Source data
.....
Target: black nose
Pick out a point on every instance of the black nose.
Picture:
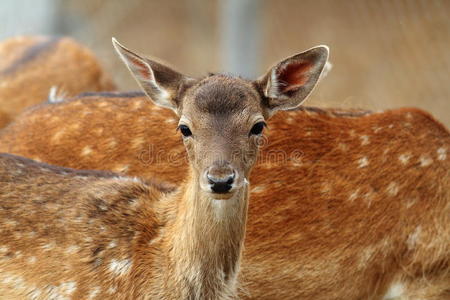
(221, 185)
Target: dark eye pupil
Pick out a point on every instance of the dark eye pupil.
(257, 128)
(185, 131)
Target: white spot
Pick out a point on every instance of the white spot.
(413, 238)
(72, 249)
(137, 142)
(86, 151)
(34, 294)
(99, 131)
(425, 161)
(31, 259)
(48, 247)
(352, 132)
(94, 292)
(11, 223)
(31, 234)
(55, 96)
(404, 158)
(112, 244)
(376, 129)
(68, 288)
(363, 162)
(102, 104)
(343, 147)
(120, 267)
(410, 202)
(112, 290)
(442, 153)
(57, 136)
(258, 189)
(112, 143)
(354, 195)
(392, 189)
(364, 140)
(121, 168)
(395, 291)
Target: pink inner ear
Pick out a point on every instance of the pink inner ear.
(140, 67)
(294, 76)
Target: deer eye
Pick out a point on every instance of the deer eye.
(257, 128)
(185, 131)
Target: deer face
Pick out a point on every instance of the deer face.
(222, 118)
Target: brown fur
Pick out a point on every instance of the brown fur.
(343, 204)
(183, 245)
(30, 66)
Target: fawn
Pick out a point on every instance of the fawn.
(355, 205)
(88, 234)
(36, 63)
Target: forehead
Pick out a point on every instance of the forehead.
(222, 95)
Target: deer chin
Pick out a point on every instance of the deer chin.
(222, 196)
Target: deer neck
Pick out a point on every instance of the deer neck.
(205, 240)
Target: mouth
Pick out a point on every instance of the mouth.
(222, 196)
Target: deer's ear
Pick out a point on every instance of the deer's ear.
(159, 82)
(287, 84)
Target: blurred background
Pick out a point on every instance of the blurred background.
(385, 53)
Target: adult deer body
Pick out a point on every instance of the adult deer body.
(31, 65)
(64, 229)
(344, 205)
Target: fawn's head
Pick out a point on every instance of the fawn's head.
(221, 118)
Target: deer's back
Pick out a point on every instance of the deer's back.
(59, 62)
(343, 204)
(66, 233)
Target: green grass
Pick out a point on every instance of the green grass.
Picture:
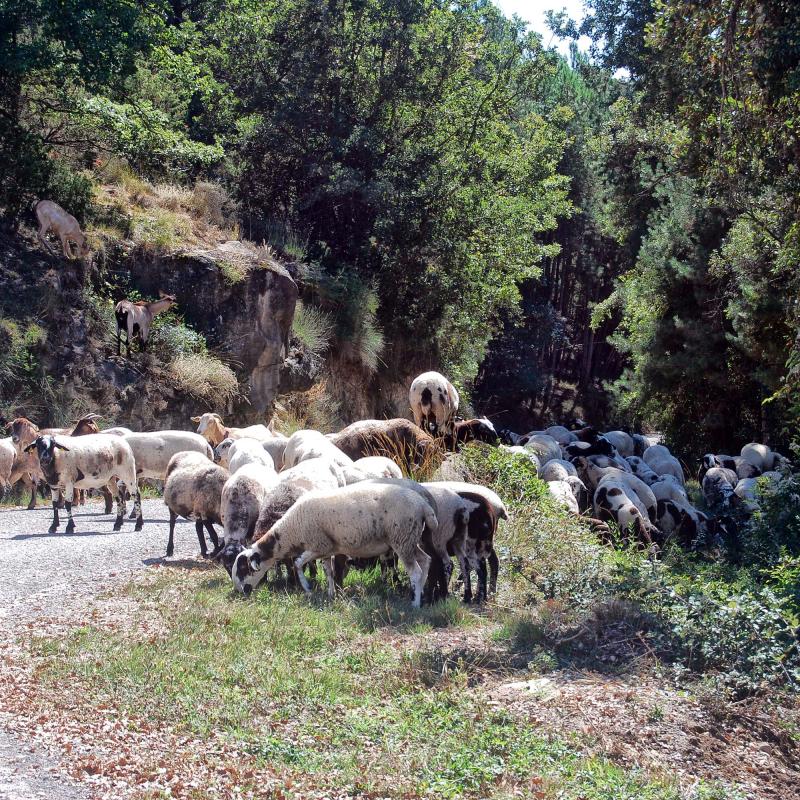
.....
> _Given instruction_
Convert every line of the material above into a numbered list, dropping blank lines and leaving the pictures out.

> _Finished task_
1. Target: black nose
2. Pick out a point on every instance of the black nose.
3. Picture:
4. (221, 185)
5. Target: dark eye pupil
6. Pick out a point on every instance of the dark eye pupil.
7. (257, 128)
8. (185, 131)
9. Target: white spot
10. Pick out a point on every instance of the white spot.
11. (413, 238)
12. (72, 249)
13. (137, 142)
14. (86, 151)
15. (34, 294)
16. (99, 131)
17. (425, 161)
18. (31, 259)
19. (48, 247)
20. (352, 132)
21. (94, 292)
22. (11, 223)
23. (31, 234)
24. (55, 96)
25. (404, 158)
26. (112, 244)
27. (376, 129)
28. (68, 288)
29. (363, 162)
30. (102, 104)
31. (343, 147)
32. (120, 267)
33. (410, 202)
34. (112, 290)
35. (442, 153)
36. (57, 136)
37. (258, 189)
38. (112, 143)
39. (354, 195)
40. (392, 189)
41. (364, 140)
42. (121, 168)
43. (395, 291)
44. Target: pink inner ear
45. Pick out a point on every instance of the pink inner ear.
46. (140, 67)
47. (294, 76)
48. Target: deer eye
49. Pick out a point on every instance of the deer eye.
50. (257, 128)
51. (185, 131)
52. Target: deer face
53. Pick out a point on every instance of the deer face.
54. (222, 118)
55. Target: brown fur
56. Pick out a point on every instance of the brown fur.
57. (343, 204)
58. (183, 245)
59. (30, 66)
60. Target: fawn
61. Pick out a point on every instance of the fawn.
62. (355, 205)
63. (88, 234)
64. (36, 63)
65. Target: forehead
66. Pick out a point on every instance of the forehead.
67. (222, 95)
68. Target: deer chin
69. Pick out a point on every instance of the deer chin.
70. (222, 196)
71. Target: deer neck
72. Pick out a point on every instance of the deer neck.
73. (205, 240)
74. Target: mouth
75. Pick out a point on every instance of the mouth.
76. (222, 196)
77. Target: deer's ear
78. Pick out a point on every instance of the deer's ear.
79. (159, 82)
80. (287, 84)
81. Target: blurred background
82. Pick out a point on every instance of the blurred background.
83. (385, 53)
84. Target: adult deer body
85. Pick out a point on every instance of the adult deer body.
86. (31, 65)
87. (64, 229)
88. (344, 205)
89. Target: fawn's head
90. Pick out a point on every instance of the fawn's head.
91. (221, 118)
92. Target: deer's back
93. Pick out a point on every instance of the deer's back.
94. (59, 62)
95. (343, 204)
96. (66, 233)
97. Target: green grass
98. Pick out a point on every instance of the green grass.
99. Picture:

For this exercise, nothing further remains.